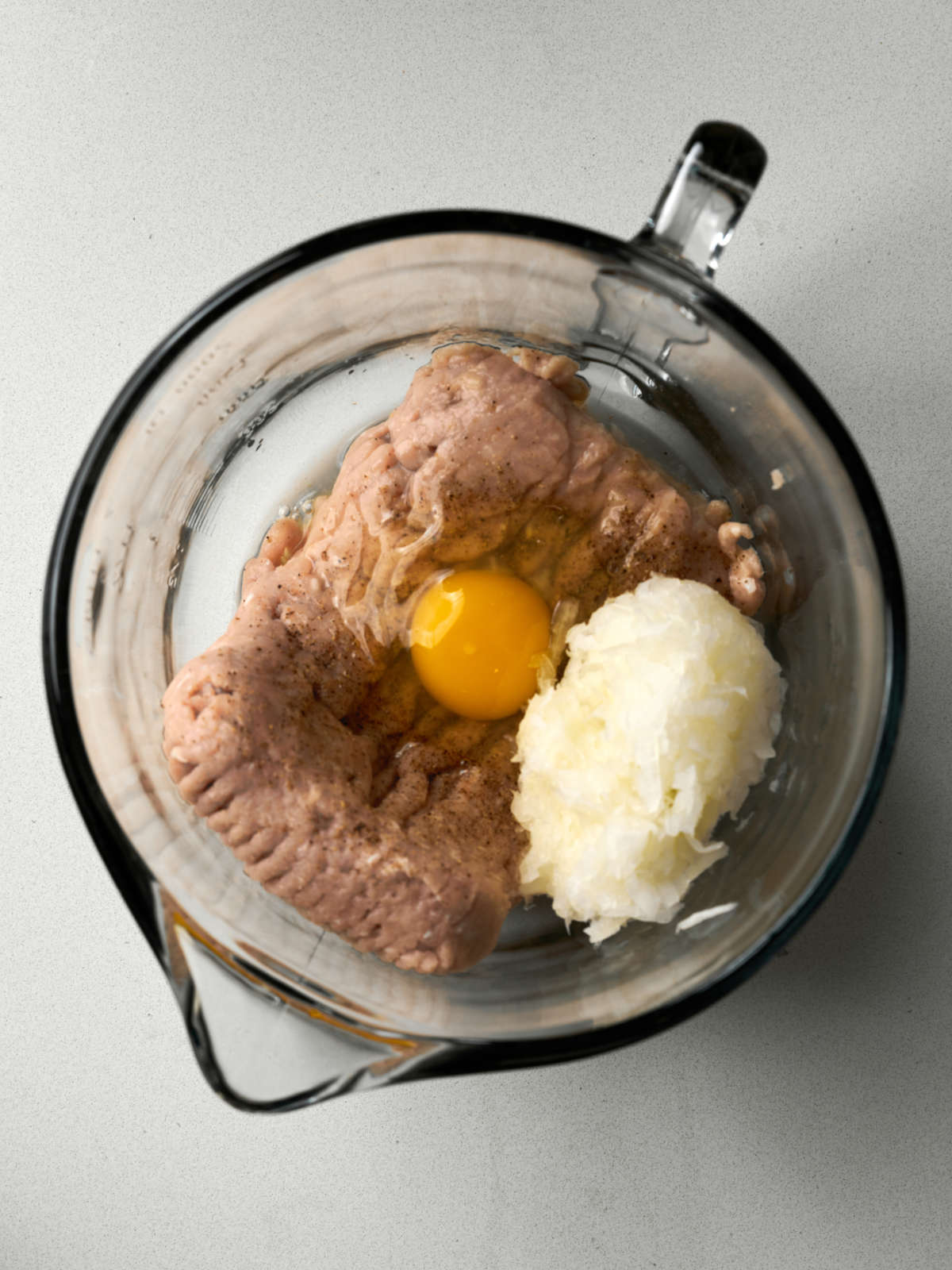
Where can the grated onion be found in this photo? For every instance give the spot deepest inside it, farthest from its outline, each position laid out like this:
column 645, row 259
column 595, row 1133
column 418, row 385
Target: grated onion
column 663, row 721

◆ **Given exercise**
Reproduce every one of the rows above verbatim, omitting the pictures.

◆ **Final result**
Where can the grated onion be found in this photo? For every instance give the spot deepest inside it, farthest from its outline, each position laid out like this:
column 645, row 259
column 595, row 1133
column 418, row 385
Target: grated onion
column 663, row 721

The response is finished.